───── Source material ─────
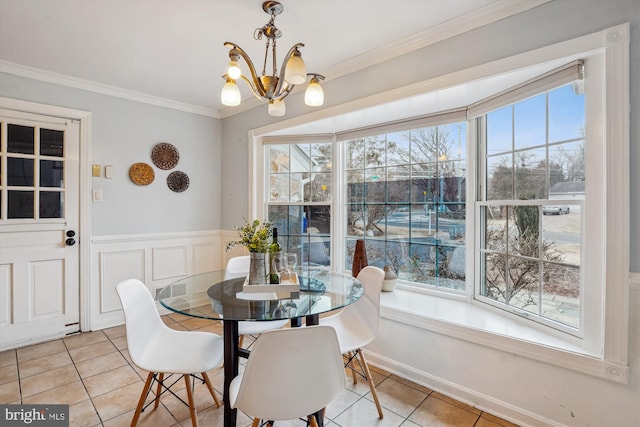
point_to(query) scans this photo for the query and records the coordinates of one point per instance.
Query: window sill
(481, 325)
─────
───── Source material ─────
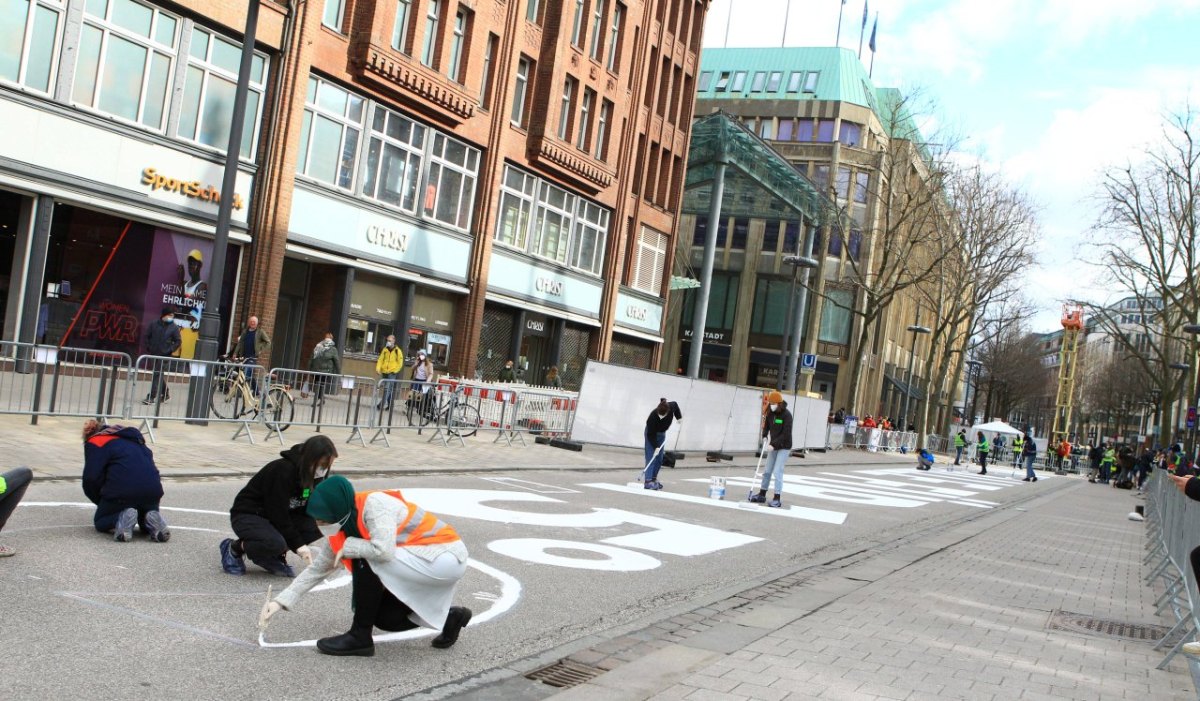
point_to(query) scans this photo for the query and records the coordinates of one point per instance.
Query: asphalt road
─────
───── Source material ─────
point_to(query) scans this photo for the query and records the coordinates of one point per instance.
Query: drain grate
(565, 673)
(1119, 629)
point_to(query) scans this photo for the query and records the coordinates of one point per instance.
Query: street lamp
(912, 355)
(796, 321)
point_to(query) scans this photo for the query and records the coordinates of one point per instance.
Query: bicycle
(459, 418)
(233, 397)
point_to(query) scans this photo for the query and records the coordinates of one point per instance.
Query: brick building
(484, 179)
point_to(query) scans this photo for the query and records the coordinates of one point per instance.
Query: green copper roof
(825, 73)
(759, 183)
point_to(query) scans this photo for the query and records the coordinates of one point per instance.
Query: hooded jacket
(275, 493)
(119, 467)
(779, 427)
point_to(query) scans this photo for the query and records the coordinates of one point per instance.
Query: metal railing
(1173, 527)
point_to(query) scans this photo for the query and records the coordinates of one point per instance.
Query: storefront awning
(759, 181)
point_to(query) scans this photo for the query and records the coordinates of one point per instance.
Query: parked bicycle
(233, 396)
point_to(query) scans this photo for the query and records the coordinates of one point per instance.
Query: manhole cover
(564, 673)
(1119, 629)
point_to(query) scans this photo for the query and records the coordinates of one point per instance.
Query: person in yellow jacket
─────
Directions for this task :: Everything starting at the line containing "Query: hooded jacket" and ending at the line containing "Query: person in yellow jacket" in the records above should be repeated exactly, and only that.

Exercise output ::
Query: hooded jacket
(275, 493)
(119, 467)
(779, 427)
point_to(query) scans this photo for the query and records the coordinates of one point per instance.
Query: metal railing
(1173, 527)
point_to(query) scans this photo for the query and records the coordinates of one point per instance.
Query: storefront awning
(759, 181)
point_to(query) scans this photo for the query and records the coordinates of one point per instance.
Query: parked bicycle
(233, 396)
point_to(query) scans this photo for the query and records the coordinates of one point per instance.
Query: manhole cover
(564, 673)
(1119, 629)
point_to(query) scans this photo for the query and records the coordinates of one point per instance.
Query: person in yellow jacket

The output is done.